[start of Record excerpts]

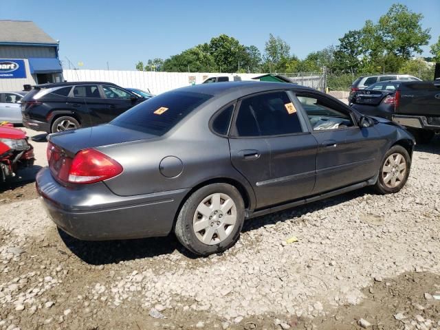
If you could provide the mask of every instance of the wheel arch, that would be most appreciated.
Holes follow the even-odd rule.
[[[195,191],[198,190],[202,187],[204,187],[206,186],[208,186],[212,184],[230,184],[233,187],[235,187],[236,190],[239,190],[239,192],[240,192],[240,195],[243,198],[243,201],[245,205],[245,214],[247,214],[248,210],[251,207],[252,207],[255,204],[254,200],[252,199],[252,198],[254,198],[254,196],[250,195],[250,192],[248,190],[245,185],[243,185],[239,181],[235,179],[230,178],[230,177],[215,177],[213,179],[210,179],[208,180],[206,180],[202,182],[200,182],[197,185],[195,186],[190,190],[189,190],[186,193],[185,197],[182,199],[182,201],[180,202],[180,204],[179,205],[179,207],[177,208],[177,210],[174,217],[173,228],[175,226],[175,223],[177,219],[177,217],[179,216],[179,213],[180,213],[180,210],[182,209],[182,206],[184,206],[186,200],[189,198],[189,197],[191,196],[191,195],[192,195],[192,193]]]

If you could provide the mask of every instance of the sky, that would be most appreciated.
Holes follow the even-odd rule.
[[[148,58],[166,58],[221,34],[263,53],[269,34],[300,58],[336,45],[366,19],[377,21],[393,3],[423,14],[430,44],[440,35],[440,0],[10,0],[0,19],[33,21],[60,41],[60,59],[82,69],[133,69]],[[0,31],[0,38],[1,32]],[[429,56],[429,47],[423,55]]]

[end of Record excerpts]

Set problem: Reproduce all of the material above word for word, leaving out the images.

Written answer:
If you could provide the mask of every instance of the wheel arch, that would be most appreciated.
Holes follow the even-odd rule.
[[[195,191],[198,190],[202,187],[204,187],[206,186],[208,186],[212,184],[230,184],[233,187],[235,187],[236,190],[239,190],[239,192],[240,192],[240,195],[243,198],[243,201],[245,205],[245,214],[247,214],[248,210],[251,207],[252,207],[255,204],[254,200],[252,199],[252,198],[254,198],[254,196],[250,195],[250,192],[248,190],[245,185],[243,185],[239,181],[235,179],[230,178],[230,177],[215,177],[213,179],[210,179],[208,180],[206,180],[202,182],[200,182],[197,185],[195,186],[190,190],[189,190],[186,193],[185,197],[182,199],[182,201],[180,202],[180,204],[179,205],[179,207],[177,208],[177,210],[174,217],[173,228],[175,226],[175,223],[177,219],[177,217],[179,216],[179,213],[180,213],[180,210],[182,209],[182,206],[184,206],[186,200],[189,198],[189,197],[191,196],[191,195],[192,195],[192,193]]]

If you could provide the mask of every instance of the sky, that would be most appreciated.
Holes follow the even-odd rule.
[[[148,58],[166,58],[221,34],[263,53],[269,34],[300,58],[336,45],[366,19],[377,21],[393,3],[423,14],[430,44],[440,35],[440,0],[10,0],[0,19],[33,21],[60,41],[60,59],[82,69],[133,69]],[[0,31],[0,38],[1,32]],[[429,56],[429,47],[423,55]]]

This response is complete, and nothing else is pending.